*Exercise task*
Give every entry again, word for word and in full.

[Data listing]
------

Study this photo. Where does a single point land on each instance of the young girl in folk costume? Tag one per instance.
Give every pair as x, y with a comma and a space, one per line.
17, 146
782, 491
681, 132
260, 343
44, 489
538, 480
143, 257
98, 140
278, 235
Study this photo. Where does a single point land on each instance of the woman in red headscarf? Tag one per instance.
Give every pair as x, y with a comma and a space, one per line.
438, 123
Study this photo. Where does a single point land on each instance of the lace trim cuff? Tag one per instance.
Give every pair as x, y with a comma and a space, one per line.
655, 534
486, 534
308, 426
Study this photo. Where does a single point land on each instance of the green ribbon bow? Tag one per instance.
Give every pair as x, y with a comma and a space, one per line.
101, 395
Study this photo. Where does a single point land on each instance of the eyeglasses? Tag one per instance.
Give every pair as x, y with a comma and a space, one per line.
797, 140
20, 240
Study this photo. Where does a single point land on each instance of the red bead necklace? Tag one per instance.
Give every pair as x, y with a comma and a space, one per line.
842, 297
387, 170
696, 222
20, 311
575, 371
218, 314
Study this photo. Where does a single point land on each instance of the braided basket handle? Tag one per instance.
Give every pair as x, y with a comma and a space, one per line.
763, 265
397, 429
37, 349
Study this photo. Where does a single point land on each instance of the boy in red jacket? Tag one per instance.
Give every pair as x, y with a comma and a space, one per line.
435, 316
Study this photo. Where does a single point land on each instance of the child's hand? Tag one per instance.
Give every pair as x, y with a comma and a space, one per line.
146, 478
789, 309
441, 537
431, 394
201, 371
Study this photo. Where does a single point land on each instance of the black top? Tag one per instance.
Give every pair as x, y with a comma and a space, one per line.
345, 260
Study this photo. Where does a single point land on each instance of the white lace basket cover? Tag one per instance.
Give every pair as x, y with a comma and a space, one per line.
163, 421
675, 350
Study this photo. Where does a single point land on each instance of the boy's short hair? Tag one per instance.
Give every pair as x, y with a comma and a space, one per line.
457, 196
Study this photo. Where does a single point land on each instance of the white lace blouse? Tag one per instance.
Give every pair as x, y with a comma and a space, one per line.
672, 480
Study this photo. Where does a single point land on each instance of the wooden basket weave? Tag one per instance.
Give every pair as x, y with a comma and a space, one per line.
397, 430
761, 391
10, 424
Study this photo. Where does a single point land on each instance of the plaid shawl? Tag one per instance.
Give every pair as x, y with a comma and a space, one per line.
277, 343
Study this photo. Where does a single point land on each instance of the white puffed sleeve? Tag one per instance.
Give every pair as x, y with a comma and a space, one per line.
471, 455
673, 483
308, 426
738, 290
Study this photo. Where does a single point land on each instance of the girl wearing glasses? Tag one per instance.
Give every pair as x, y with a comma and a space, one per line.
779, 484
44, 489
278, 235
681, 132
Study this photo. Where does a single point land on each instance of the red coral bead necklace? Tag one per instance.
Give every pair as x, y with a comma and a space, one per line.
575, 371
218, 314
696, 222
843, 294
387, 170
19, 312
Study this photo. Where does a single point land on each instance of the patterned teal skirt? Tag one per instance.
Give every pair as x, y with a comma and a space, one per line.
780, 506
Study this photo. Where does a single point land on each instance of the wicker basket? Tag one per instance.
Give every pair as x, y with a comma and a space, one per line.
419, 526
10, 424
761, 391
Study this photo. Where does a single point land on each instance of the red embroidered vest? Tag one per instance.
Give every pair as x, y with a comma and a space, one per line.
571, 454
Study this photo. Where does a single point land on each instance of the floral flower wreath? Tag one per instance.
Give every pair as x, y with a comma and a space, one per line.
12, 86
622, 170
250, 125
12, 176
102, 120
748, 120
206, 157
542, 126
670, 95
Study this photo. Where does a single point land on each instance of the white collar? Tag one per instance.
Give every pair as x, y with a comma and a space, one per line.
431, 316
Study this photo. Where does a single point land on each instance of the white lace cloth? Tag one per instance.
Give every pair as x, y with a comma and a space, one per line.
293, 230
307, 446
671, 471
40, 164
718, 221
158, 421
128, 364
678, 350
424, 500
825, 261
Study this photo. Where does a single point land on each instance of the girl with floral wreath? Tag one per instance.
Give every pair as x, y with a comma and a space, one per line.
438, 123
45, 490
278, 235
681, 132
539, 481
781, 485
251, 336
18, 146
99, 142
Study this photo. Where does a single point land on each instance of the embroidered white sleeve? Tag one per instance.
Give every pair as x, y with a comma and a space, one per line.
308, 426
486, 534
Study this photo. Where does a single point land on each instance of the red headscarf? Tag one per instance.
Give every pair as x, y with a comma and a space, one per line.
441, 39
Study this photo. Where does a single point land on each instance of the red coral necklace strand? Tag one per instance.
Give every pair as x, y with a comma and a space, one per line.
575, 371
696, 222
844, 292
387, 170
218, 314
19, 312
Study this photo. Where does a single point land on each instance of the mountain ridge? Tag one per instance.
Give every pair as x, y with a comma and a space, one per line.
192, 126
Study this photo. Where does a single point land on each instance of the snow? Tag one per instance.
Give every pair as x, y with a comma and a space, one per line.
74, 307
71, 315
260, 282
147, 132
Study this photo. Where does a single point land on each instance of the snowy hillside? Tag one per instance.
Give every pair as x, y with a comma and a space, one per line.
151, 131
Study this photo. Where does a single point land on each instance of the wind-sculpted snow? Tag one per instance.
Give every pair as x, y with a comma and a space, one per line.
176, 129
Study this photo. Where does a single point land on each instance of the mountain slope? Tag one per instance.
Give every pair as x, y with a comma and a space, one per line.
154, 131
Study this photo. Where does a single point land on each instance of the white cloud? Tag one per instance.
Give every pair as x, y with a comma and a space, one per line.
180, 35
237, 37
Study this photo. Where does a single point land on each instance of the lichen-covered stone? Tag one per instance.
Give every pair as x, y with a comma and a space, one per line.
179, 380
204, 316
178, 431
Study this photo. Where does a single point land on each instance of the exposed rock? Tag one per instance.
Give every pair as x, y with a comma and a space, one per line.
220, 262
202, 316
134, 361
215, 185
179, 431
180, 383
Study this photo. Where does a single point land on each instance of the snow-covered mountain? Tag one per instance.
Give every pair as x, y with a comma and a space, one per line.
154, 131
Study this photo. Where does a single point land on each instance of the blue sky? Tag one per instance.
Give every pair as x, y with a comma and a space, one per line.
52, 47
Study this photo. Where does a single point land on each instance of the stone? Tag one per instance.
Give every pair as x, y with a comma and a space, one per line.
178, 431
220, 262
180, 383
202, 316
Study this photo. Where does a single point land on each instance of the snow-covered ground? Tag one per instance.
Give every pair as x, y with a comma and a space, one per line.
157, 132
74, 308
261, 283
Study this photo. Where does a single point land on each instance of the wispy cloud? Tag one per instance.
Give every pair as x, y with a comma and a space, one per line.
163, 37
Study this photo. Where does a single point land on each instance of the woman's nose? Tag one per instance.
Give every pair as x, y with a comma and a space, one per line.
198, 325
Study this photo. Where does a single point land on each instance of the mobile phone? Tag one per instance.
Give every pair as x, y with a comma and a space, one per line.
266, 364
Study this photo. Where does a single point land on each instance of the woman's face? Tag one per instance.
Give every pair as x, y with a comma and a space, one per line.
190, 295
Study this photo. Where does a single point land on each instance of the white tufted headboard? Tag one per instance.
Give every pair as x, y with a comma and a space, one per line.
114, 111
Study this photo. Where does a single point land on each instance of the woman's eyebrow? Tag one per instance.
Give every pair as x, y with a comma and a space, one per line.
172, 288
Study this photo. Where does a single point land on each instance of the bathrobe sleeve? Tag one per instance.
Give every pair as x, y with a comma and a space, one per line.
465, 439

------

*Result of the task*
Study this photo. Where does a single point land on each instance of the young girl in folk costume? Tag one per instance.
Give every pair as x, y with a comma and a space, one per line.
17, 146
782, 491
681, 132
260, 343
44, 489
538, 480
143, 257
98, 140
278, 235
Study this photo. Where does a single point land on each instance of the woman in red headscarf? Tag one per instance.
Give every pair as x, y with a comma and a space, one per line.
438, 123
Study this photo. Where does a single point land on each instance of the lace trim cuff? Tag one per instance.
Give every pair as x, y with a comma and a space, one per line.
655, 534
486, 534
308, 426
Study this photo. Where does a single point land on each instance of the green ribbon bow? Tag one per instance.
Give every pair as x, y with a comma and a space, one per line.
101, 395
Study this photo. Where does a single point land on each instance of the eyeglasses? Tag one per instance.
Give every pair as x, y with a comma and a space, one per line.
797, 140
20, 240
Study this photo. Where does a single point land on each instance of the red bead necklace? Tag one per instance.
Give every pair as x, y with a comma and a space, one per line.
842, 297
387, 170
696, 222
20, 311
575, 371
218, 314
Study this photo. Where does a single point land on each instance of the braided basket handle? Tag one per instance.
Give every pair as x, y with a comma and a space, one per line.
763, 265
397, 429
37, 349
Study this photo. Where does a single point land on each instance of the boy in red jacket? Tag one per instance.
Give every pair as x, y with a comma and a space, one per line.
435, 316
Study this photo. Where does a single point land on each instance of the child's hand? Tag one per instance.
Give every pair as x, y with a comma and a space, one per line.
146, 478
789, 309
441, 537
431, 394
201, 371
Study this photo. Where does a single point land on each instance of the black top? Tag one per instance.
Give every pair as x, y with a comma and a space, one per line.
345, 260
Study this photo. Where does a single point land on each instance of the white lace basket cover? Tag one per instance.
Give every pair as x, y with a comma and a space, one per line.
163, 421
675, 350
Study this photo. Where does a single point land on each instance of the boy's short hair? Tag one per instance.
Give every pair as x, y with a comma and a space, one per line.
457, 196
Study this photo. Where does a single point land on each instance of the white lace blouse? Tag one per instance.
Give every pair as x, y with a comma and a space, one per line.
672, 480
Study this photo. Where does a single point land on each instance of the wooden basket weave? Tag one per instance.
Give every pair as x, y with a comma and a space, one per line.
397, 430
761, 391
10, 424
Study this photo. Where does a single point land on each instance of the plaid shawl? Tag one per instance.
Give every pair as x, y with a comma and a space, one per line.
277, 343
Study this photo. Where does a single point land on each instance of the white puffed sleeve? Tag one per instance.
Give every pair as x, y with a comma and a space, one per line.
471, 455
673, 483
308, 426
738, 290
Study this photo. Where does a single point land on each instance of the girl wearing glasses? Tag one per instance.
Give every pair as x, y with a comma and a space, one per line.
779, 484
44, 489
278, 235
681, 132
Study this photo. Where does a single point land on each instance of the red coral bead necklace? Tag one per instance.
Give every pair as x, y with a comma and a space, one per line.
575, 371
218, 314
696, 222
843, 294
387, 170
19, 312
Study this photo. Where does a single point land on each instance of the patterned teal skirt? Tag one per instance.
Give every pair as x, y with a comma and a space, one per line.
780, 506
Study this photo. Where does a single point land on each instance of the wicker basket? Tag one per instance.
Give every pair as x, y with a comma and a space, one per line.
419, 526
10, 424
761, 391
Study this photo. Where does a single point land on each instance of the red embroidered vest? Tag one per instance.
Give every pair as x, y with a comma and a space, one per line.
571, 454
Study this photo. Where does a single point land on each instance of the floral flower wreath? Tag one per instance.
Give every pair as x, y with a comma and a space, one per line.
12, 86
622, 170
250, 125
12, 176
102, 120
748, 120
206, 157
542, 126
670, 95
Study this photo. Where does a single point land on each instance of the white collar? Tag one per instance.
Give every pair as x, y with a comma and a space, one per line.
431, 316
Study this photo. Where does a single point land on each instance of the white lace cloth? Tag one per instance.
Give every pair as x, y with a comma and a space, one per line.
293, 230
307, 446
671, 471
40, 164
718, 221
158, 421
128, 364
678, 350
424, 500
825, 261
Study this photo. Where does a single point land on each instance of the girl with floral wreath? Tag one per instance.
Give every pair as x, y with a comma and a space, one per line.
438, 123
45, 490
278, 235
681, 132
539, 481
781, 485
251, 336
18, 146
99, 142
Study this photo. Where does a single point land on each instance of the embroidered white sleeve? Tag one per instance.
Give every pair as x, y with a comma and a space, one per line.
308, 426
486, 534
Study this photo. Where does a single point land on each instance of the red headscarf? Tag one per instance.
Give every pair as x, y with a comma and a space, one per line.
441, 39
Study this photo. Where does a single point land on each instance of the red coral necklace strand? Tag one per instance.
Give every pair as x, y with a comma and a space, one per line.
575, 371
696, 222
844, 292
387, 170
218, 314
19, 312
Study this photo. Where does a single point land on each instance of the mountain ridge? Tag one per instance.
Give every pair as x, y with a comma and a space, one per line.
192, 126
Study this photo. Where does a single point land on each instance of the snow? Tag one per instance.
Give every pair as x, y with a comma and a space, one per line.
74, 307
71, 315
260, 282
147, 132
Study this photo. Where does a single point land on each instance of the snowy hillside? Tag one per instance.
Give every pair as x, y with a comma and a space, one per line.
151, 131
Study this photo. Where does a single point land on each instance of the wind-sculpted snow? Tag one per instance.
Give every pair as x, y with a comma and a space, one per line.
176, 129
Study this photo. Where does a single point land on each instance of the mountain slope? Tag one per instance.
Give every pair as x, y with a comma and a space, one per line.
154, 131
Study this photo. Where does a single point land on each instance of the white cloud? Tag one per instance.
Give every pair as x, y with a comma and a space, one per line.
180, 35
237, 37
Study this photo. Where does a single point land on each instance of the lichen-covered stone? Tag one per instance.
Give every pair as x, y with a comma and a space, one per line.
179, 380
204, 316
178, 431
Study this photo. Where does a single point land on each instance of the exposed rock? Tag one per instance.
Give every pair as x, y with a comma and a space, one per line.
220, 262
202, 316
134, 361
215, 185
179, 431
180, 383
Study this photo. Where does a single point land on each instance of the snow-covered mountain? Tag one per instance.
Give every pair as x, y with a comma and a space, one per line.
154, 131
Study this photo. Where does a single point land on each instance of the blue sky? Tag one per instance.
Give every pair as x, y with a comma and a space, one per line.
52, 47
Study this photo. Where does a single point land on each instance of the stone? Tag one per instance.
Give every pair as x, y with a comma and a space, one per line.
178, 431
220, 262
180, 383
202, 316
Study this photo. Where does a single point land on each instance of the snow-covered ground? Tag one per instance.
Give every pair as x, y with a comma and a space, one per line.
157, 132
74, 308
261, 283
Study this photo. Where does a single point land on each instance of the wispy cloud? Tag one per instance.
Give every pair as x, y with a comma and a space, one per line.
163, 37
Study this photo. Where does a single point land on each instance of the woman's nose? Tag one per instance.
Give every pair as x, y with a comma and a space, one per line.
198, 325
Study this photo. Where does a single point land on each instance of the mobile phone? Tag one per instance.
Give every pair as x, y with a comma and a space, one per line.
266, 364
Study this photo. Where does a single point land on each instance of the woman's face? Tag one per instance.
Give every pair as x, y with a comma and a space, one per line.
190, 295
Study this photo. Where does a single point land on each instance of the white tufted headboard? Tag one per instance.
Give every pair as x, y with a comma and a space, one per line.
114, 111
Study this photo. Where does a single point land on each instance of the woman's eyebrow? Tag one per instance.
Give every pair as x, y with a comma and a space, one per line.
172, 288
Study this photo. Where does a single point land on each instance of the bathrobe sleeve? Tag one per instance.
Give every pair as x, y with a comma and a space, one per line.
465, 439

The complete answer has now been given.